start Working data

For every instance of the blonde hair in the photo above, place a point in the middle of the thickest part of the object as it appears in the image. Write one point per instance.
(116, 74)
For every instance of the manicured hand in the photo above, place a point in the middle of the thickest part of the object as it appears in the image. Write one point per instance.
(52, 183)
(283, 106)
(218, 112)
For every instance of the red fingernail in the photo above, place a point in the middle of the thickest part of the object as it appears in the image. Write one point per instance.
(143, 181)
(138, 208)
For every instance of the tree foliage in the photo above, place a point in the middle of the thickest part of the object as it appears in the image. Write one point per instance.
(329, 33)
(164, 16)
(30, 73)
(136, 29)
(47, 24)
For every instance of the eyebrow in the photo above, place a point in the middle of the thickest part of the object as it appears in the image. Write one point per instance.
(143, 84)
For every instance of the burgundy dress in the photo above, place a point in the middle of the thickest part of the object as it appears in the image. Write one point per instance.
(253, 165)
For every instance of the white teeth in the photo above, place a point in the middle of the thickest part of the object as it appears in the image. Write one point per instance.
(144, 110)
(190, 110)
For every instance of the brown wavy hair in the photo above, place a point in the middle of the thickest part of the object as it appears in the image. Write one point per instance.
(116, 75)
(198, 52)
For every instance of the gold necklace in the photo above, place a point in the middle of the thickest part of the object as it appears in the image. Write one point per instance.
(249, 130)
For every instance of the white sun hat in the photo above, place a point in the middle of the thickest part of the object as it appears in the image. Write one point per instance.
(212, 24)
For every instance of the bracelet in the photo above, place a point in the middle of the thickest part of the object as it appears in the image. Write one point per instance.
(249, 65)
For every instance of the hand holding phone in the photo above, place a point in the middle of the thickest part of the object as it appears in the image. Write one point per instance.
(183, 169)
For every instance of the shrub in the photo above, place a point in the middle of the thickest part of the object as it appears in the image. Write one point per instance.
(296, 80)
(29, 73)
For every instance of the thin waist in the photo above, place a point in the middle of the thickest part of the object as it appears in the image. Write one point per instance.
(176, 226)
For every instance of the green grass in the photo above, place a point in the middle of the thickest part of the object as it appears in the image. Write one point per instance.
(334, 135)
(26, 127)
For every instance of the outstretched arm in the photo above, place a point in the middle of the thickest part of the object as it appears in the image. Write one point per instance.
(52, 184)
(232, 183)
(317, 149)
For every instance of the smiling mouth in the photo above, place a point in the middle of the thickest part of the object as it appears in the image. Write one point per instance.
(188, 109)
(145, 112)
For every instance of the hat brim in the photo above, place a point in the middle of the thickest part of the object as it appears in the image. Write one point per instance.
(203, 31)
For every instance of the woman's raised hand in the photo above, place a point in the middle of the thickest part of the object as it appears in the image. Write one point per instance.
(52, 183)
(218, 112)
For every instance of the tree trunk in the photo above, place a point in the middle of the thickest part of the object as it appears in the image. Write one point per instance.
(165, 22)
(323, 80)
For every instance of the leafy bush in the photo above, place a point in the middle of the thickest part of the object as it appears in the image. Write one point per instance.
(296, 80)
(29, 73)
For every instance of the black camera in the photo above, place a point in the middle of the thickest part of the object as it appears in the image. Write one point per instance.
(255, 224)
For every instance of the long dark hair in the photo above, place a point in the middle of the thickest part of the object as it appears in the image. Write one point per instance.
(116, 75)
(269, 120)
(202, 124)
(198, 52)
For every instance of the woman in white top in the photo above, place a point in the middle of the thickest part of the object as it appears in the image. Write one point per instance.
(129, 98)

end Working data

• [Goal of the exercise] Transcribe the entire listing above line for line, leaving every word and figure unchanged.

• [Task result]
For every instance of the blonde hair in the photo above, place a point in the middle of the thickest part of the object as it appears in the image. Write one point per instance.
(116, 74)
For every instance of the manicured hand in the photo above, place a point in the middle of the thickest part of the object as it appears in the image. Write one point per instance.
(52, 183)
(283, 106)
(218, 112)
For every instance of the red fingernail in the photo above, place a point in the middle of the thickest part of the object as it appears in the image. Write one point per instance.
(143, 181)
(138, 208)
For every instance of the tree foliage in the photo above, place a point in the middle of the thickest part of the object as it appears in the image. Write one point per instance.
(329, 33)
(164, 16)
(30, 73)
(136, 29)
(47, 24)
For every instance of the eyebrow in the photo above, place a point in the middle of the thickest part of the object as it appears in the image. Write one point per instance.
(143, 84)
For every instance of the burgundy dress in the photo above, place a point in the middle of the thickest part of the object as it appears in the image. Write one point per instance.
(253, 165)
For every instance of the white teeth in the photo above, place a point in the middle of the thickest part of the object as it appears in the image. Write one point per instance.
(144, 110)
(190, 110)
For every instance of the brown wavy hair in the photo above, place a point in the middle of the thickest part of the object as it appears in the image. Write one point per instance.
(116, 75)
(198, 52)
For every instance of the gold necklace in the photo above, place a point in the middle of the thickest part of the object as it appears in the image. Write one point per instance.
(249, 130)
For every instance of the white sun hat in the photo above, place a point in the middle of the thickest part of the object as it appears in the image. Write one point per instance.
(212, 24)
For every instance of the bracelet in the photo above, place a point in the middle of the thickest part of the object as it appears in the image. Write one point per instance.
(249, 65)
For every instance of the hand holding phone in the photo above, place a point in the middle of the thickest part of the object as it appears in the image. Write one point per instance.
(183, 169)
For every instance of the shrub in the photo above, place a point in the middle of the thickest part of the object as it appears in the image. Write one point per instance.
(296, 80)
(29, 73)
For every instance of the thin waist in the photo above, place a point in the middle of the thickest part of the object as it appears in the image. Write one point per instance.
(176, 226)
For every instance of the green grass in the photo above, place a point in the middle of the thickest part of the object as it appears in the image. Write one point per instance.
(334, 135)
(26, 127)
For every instance of the outstretched arm in the photo above, place a point in the middle of the thickest part of the object as it appears in the image. Write one point per instance.
(52, 184)
(232, 183)
(317, 149)
For every instance of the smiling mouth in the photo above, place a point in the middle of the thickest part of the object as it appears in the image. Write one point per instance.
(188, 109)
(145, 112)
For every instance of the hat brim in the photo above, place a point in the middle of the thickest part of the object as it appears in the image. Write one point per instance.
(203, 31)
For every instance of the woman's raised hand in the photo above, place a point in the middle of the thickest part of the object as it appears in the image. Write one point per instance.
(52, 183)
(218, 112)
For every instance of the tree trunk in the photo above, place a point in the middle of the thickest part of the object as it appears in the image. Write one point per instance.
(165, 22)
(323, 80)
For every instance of the leafy bush in the photo above, place a point in the middle of the thickest part of the object as it appears in the image. Write one point per instance.
(296, 80)
(29, 73)
For every instance of the black camera in the photo above, place a point in the middle of the thickest part of the object as it appears in the image. Write one point per instance.
(255, 224)
For every instance of the long dark hair in the photo above, place a point in the middle of the thickest part of the object as it appears in the image. Write one point per instance.
(116, 75)
(269, 120)
(202, 124)
(198, 52)
For every instance of the woman in white top in the photo above, place a point in the middle of the thickest part of the object as it appears in the image. Write one point per instance.
(129, 98)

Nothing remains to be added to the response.